Lines of data:
++++++++++++++++++++
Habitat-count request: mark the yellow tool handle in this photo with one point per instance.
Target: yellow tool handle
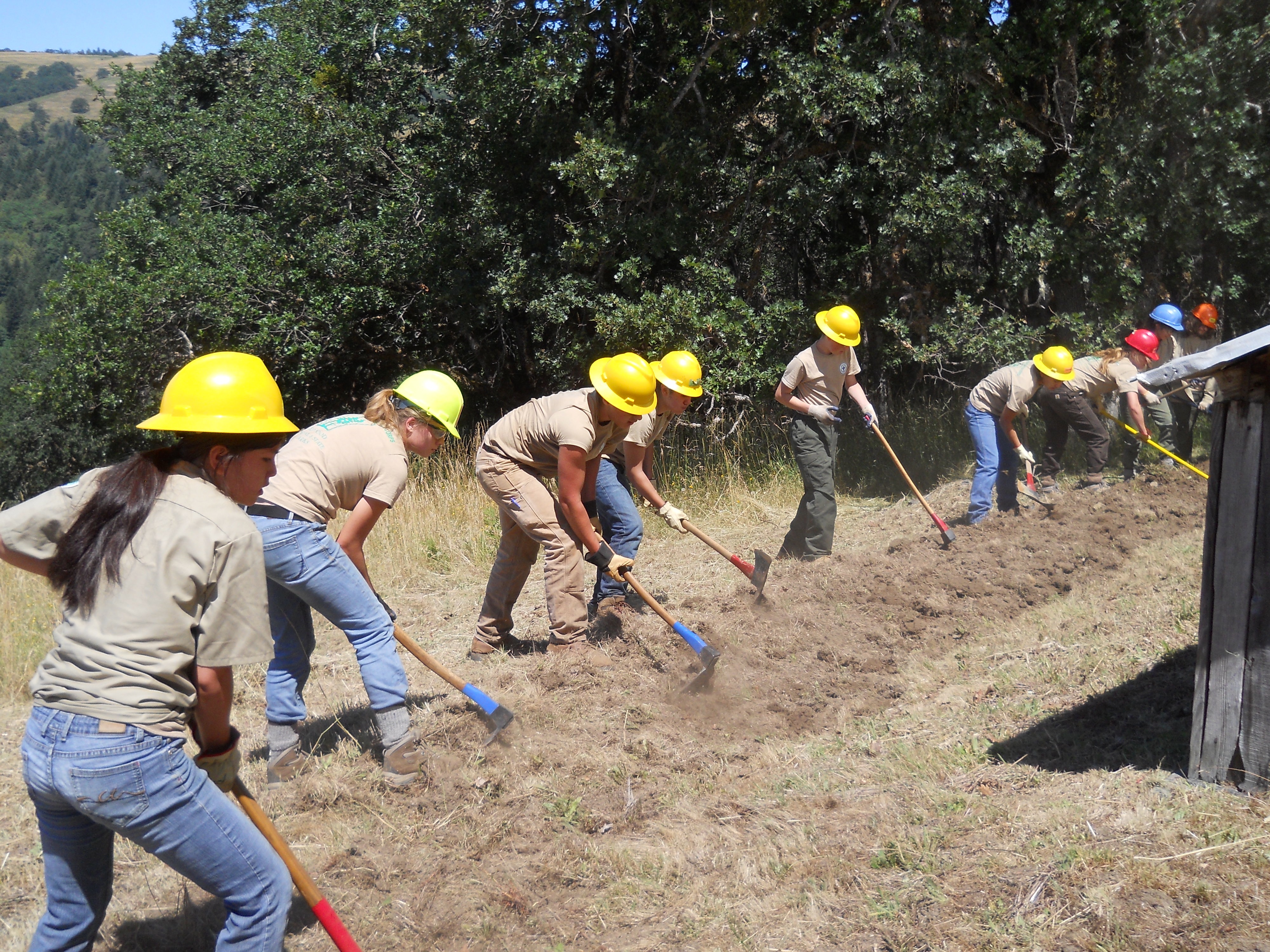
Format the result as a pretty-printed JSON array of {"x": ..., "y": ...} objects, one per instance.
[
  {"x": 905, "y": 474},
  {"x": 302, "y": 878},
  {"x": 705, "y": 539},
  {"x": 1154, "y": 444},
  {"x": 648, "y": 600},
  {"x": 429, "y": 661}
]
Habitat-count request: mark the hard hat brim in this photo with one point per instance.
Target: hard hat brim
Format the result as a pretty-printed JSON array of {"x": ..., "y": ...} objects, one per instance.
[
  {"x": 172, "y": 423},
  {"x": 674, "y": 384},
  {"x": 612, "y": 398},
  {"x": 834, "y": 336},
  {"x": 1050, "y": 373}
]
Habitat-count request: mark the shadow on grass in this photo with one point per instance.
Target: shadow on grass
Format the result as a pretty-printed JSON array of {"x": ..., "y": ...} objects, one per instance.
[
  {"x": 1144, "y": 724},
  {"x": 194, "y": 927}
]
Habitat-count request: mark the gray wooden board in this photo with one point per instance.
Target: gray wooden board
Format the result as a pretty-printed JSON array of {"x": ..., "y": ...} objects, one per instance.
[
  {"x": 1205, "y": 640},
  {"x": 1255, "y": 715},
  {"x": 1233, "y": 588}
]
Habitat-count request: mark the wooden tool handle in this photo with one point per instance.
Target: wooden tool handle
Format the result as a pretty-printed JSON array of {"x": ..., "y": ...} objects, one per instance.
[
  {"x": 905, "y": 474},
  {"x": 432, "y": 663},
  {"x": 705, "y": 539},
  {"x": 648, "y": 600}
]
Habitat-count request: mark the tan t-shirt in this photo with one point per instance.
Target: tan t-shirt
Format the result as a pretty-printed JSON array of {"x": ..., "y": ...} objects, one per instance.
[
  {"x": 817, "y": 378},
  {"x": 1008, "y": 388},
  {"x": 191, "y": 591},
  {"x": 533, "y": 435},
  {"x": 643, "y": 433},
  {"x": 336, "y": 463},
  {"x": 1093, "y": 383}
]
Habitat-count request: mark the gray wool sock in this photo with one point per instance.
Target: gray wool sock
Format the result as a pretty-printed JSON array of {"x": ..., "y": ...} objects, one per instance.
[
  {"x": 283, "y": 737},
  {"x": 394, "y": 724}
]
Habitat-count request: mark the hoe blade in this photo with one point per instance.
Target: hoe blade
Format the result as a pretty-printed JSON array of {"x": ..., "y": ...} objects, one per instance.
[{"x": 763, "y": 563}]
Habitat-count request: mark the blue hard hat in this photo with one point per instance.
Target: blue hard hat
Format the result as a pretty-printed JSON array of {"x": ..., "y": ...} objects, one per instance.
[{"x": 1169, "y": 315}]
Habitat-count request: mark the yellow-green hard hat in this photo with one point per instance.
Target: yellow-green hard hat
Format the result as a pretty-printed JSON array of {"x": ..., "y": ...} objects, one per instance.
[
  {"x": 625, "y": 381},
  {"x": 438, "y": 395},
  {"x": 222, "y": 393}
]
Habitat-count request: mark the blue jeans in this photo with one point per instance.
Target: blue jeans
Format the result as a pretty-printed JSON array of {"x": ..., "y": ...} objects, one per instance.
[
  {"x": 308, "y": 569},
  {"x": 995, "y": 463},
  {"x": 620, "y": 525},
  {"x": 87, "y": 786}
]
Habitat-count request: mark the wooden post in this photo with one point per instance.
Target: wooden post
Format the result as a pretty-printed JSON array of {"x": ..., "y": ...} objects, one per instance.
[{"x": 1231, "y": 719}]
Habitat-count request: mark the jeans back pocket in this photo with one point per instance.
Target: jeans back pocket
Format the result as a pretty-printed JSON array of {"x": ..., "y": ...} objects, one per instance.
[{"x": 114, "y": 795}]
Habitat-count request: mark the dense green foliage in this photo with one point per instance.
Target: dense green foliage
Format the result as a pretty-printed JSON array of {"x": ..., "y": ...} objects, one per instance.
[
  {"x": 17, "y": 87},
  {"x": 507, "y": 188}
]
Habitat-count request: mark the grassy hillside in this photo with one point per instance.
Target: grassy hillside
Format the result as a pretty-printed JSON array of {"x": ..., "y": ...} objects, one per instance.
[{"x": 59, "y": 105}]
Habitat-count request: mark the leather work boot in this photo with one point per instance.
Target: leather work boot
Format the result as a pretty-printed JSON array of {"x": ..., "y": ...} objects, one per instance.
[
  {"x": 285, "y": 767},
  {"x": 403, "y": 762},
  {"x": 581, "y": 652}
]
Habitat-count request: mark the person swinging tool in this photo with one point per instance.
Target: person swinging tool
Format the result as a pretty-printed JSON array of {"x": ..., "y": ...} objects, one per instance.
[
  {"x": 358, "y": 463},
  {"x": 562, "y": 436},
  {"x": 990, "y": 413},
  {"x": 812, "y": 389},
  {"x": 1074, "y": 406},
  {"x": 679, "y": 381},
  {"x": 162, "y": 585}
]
++++++++++++++++++++
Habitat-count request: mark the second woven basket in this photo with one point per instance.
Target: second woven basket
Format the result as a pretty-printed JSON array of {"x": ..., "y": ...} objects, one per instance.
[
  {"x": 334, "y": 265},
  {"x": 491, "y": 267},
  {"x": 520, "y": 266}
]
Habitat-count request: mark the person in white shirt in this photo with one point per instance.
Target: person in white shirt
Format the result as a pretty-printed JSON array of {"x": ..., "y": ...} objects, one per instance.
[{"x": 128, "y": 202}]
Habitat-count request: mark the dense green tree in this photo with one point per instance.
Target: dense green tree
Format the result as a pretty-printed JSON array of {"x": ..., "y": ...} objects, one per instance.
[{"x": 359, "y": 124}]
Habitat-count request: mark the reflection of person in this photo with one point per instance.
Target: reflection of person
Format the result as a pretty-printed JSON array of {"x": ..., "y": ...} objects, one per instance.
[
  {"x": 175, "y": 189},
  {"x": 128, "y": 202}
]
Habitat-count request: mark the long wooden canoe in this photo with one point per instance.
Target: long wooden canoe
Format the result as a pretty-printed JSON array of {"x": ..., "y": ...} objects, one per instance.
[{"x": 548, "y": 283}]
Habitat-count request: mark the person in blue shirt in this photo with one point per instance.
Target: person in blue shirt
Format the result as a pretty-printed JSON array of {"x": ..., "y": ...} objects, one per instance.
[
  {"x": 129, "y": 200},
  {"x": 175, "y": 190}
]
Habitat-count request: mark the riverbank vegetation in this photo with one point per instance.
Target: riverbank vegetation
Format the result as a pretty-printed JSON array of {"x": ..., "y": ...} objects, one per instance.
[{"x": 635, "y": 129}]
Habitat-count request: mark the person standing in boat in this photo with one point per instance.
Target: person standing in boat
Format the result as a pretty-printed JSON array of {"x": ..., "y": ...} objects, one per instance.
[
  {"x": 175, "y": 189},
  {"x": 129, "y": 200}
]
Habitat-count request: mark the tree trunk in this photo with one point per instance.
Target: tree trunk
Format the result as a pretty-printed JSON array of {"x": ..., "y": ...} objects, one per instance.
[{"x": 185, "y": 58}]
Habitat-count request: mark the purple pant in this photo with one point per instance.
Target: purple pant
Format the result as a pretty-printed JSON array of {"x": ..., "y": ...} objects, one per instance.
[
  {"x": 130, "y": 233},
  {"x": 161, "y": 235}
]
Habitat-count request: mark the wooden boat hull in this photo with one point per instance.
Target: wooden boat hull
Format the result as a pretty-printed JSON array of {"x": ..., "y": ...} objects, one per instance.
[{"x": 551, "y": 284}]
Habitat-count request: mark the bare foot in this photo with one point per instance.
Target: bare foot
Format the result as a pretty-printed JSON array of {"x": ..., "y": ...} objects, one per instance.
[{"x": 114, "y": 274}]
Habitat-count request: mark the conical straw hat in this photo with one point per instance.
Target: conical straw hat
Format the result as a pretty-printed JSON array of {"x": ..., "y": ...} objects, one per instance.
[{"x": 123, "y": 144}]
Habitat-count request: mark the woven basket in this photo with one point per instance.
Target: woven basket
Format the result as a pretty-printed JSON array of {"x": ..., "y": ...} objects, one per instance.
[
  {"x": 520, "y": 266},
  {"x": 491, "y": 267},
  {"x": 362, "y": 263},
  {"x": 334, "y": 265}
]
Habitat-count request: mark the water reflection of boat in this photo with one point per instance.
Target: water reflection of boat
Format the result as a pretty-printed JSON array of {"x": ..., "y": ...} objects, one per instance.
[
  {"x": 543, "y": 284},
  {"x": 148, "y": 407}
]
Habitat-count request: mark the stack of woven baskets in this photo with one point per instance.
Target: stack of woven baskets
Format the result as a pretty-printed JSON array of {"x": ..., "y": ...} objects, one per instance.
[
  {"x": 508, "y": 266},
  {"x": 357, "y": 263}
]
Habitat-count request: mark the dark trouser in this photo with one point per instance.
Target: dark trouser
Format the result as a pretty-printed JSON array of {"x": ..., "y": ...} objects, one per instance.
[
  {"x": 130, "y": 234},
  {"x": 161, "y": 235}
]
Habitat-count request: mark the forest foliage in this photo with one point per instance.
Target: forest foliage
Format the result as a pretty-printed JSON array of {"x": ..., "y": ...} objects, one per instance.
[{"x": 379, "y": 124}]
++++++++++++++++++++
#### WHAT TO PRODUCE:
Locate every line in the data above that contains the word "foot", and copy each of those lines.

#### ANSWER:
Habitat-count request: mark the bare foot in this photo with one point per instance.
Target: bare foot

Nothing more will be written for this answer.